### What you are asked to do
Below are records with pictures in them; print them exactly, omitting the pictures.

Segment Start: Information supplied

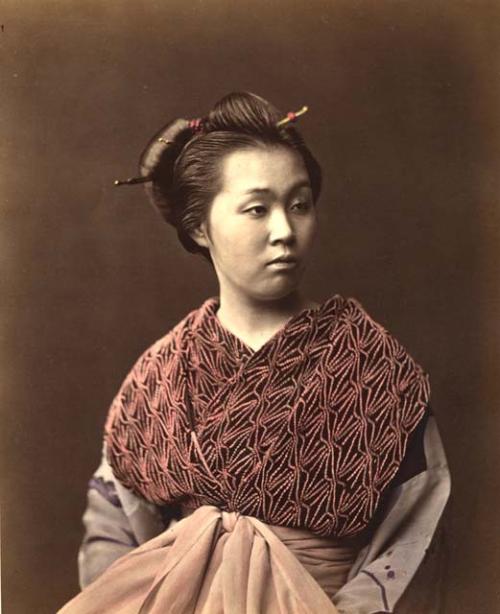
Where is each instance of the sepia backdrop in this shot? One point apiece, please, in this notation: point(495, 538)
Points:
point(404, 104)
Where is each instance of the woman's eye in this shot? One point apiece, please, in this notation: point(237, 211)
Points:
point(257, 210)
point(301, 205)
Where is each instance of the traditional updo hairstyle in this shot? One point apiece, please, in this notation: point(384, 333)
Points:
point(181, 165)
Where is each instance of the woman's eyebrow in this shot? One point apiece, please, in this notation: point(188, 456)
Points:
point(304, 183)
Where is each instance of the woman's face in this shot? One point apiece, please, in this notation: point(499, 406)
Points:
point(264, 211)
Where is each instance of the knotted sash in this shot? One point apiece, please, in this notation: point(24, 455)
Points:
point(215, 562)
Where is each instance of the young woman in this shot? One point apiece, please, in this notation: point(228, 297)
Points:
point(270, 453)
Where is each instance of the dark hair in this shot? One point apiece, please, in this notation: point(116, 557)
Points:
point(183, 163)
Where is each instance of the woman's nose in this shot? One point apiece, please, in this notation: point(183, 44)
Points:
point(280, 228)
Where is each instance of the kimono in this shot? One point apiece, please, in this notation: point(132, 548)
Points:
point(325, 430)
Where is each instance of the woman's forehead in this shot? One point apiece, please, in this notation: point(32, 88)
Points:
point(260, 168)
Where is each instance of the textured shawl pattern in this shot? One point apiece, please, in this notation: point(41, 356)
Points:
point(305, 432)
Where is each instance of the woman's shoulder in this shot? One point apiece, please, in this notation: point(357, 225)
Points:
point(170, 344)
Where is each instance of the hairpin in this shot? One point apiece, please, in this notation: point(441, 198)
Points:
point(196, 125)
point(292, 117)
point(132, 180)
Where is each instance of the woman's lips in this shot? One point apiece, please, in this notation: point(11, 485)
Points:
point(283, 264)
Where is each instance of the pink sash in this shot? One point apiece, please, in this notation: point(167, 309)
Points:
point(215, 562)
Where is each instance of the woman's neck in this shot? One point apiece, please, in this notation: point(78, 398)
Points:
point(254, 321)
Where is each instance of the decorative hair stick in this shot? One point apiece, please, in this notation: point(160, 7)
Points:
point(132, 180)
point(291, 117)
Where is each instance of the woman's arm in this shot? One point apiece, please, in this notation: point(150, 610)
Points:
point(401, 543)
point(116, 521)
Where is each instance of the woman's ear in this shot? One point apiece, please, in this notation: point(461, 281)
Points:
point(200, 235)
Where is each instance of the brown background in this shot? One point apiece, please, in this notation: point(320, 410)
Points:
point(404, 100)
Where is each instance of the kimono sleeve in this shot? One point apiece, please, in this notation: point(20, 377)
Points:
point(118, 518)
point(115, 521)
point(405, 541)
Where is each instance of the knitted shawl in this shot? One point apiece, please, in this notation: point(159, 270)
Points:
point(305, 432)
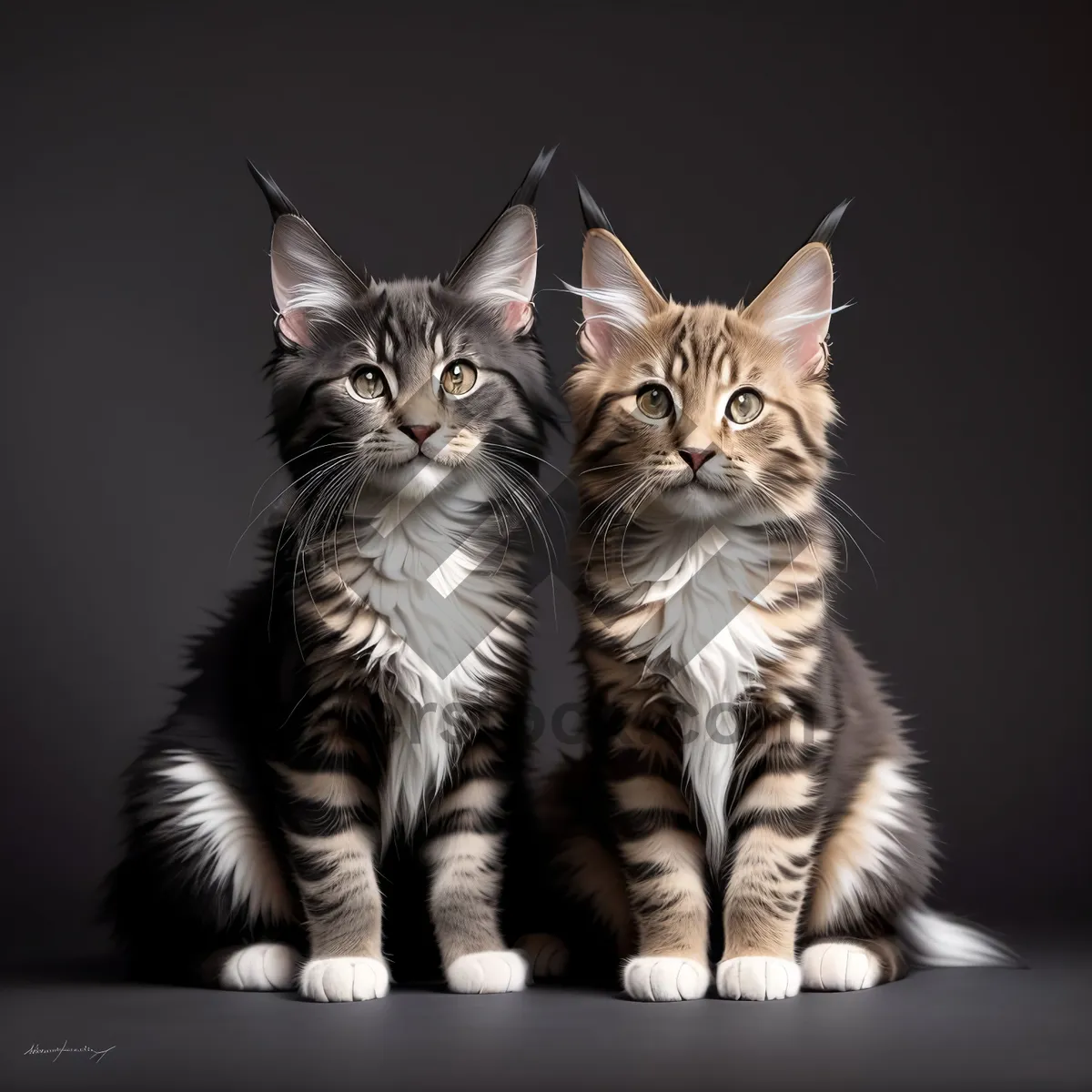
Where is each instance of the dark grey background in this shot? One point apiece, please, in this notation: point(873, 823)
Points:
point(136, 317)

Segment End: Information supplied

### Response below
Where is each instance of the sepia backdrop in this shot? One point apiece, please, in this notation: point(495, 538)
Points:
point(404, 104)
Where is each instance of the woman's eye in this shot? One point apiece, please, in this notation: point(237, 211)
Points:
point(257, 210)
point(301, 205)
Where is each instance of the traditional updo hairstyle in this shot? One point apiece, please, in this notation: point(384, 333)
Points:
point(181, 165)
Where is each instance of the woman's eyebrow in this shot? One point apiece, please, in this notation: point(188, 456)
Points:
point(304, 183)
Where is each instance of the woman's face in this shot? One point apiece, please, in this notation: point(499, 406)
Points:
point(264, 211)
Where is each instance of the knotted sash in this shot? One point apiece, please, in this notation: point(24, 455)
Points:
point(215, 562)
Where is each instance of the young woman in this shot? One point apiece, please, in this notation: point(228, 297)
Points:
point(270, 453)
Where is each instance of the dark hair in this shot? One point apiece, please, in this notation: point(116, 557)
Points:
point(183, 163)
Where is each instance of the woman's nose in this shot? One point apiece, please, in this notation: point(183, 44)
Points:
point(280, 228)
Where is each instance of the kimono in this shot? One point apiece, please, in this notation: point(132, 548)
Points:
point(325, 430)
Where is each instance of the woman's forehead in this shot? One point apiece, please, in this notation: point(32, 88)
Points:
point(260, 168)
Where is each instance of the textured shawl pattern in this shot? One point apiece, please, in this notation: point(41, 356)
Points:
point(305, 432)
Where is each instance of the woman's shoulder in this shot? One point apiece, please, in this notation: point(357, 225)
Points:
point(170, 344)
Where is each instance of the hairpin in this shot? One point apiece, please, in this notation: point(441, 198)
Points:
point(196, 125)
point(292, 117)
point(132, 180)
Where is each instance of the woman's lips in this shot? One point apiece, please, in this notation: point(11, 485)
Points:
point(283, 264)
Where is each instance of the pink sash in this shot? One point apiece, please, in this notation: point(167, 309)
Points:
point(215, 562)
Where is each instance of the woman's neck in this shot? One point apiece, please, in this notation: point(78, 398)
Points:
point(254, 321)
Where is each instance of the decorative hair stick in this shot? One point apiece, please, in this notation: point(160, 7)
Points:
point(132, 180)
point(291, 117)
Where is each instance of the woman's arm in this shot? One point apiece, please, in this notation: point(150, 610)
Points:
point(401, 543)
point(116, 521)
Where is each instance of the woman's ear in this shot? One point apiece, please, in this notation: point(461, 281)
Points:
point(200, 235)
Where is each instance of the brown background in this shot? One point apiece, please, in this notation: point(320, 410)
Points:
point(404, 100)
Where is each instance of the kimono sleeve in this shot? One point apiece, please, in this notation: point(20, 377)
Points:
point(118, 518)
point(115, 521)
point(405, 541)
Where is each instance of the knitted shawl in this shot? One point apiece, please, in this notation: point(159, 270)
Points:
point(305, 432)
Where is each instance of the dark grey background in this shot? One point apiece, please, in this notation: point(873, 823)
Points:
point(136, 317)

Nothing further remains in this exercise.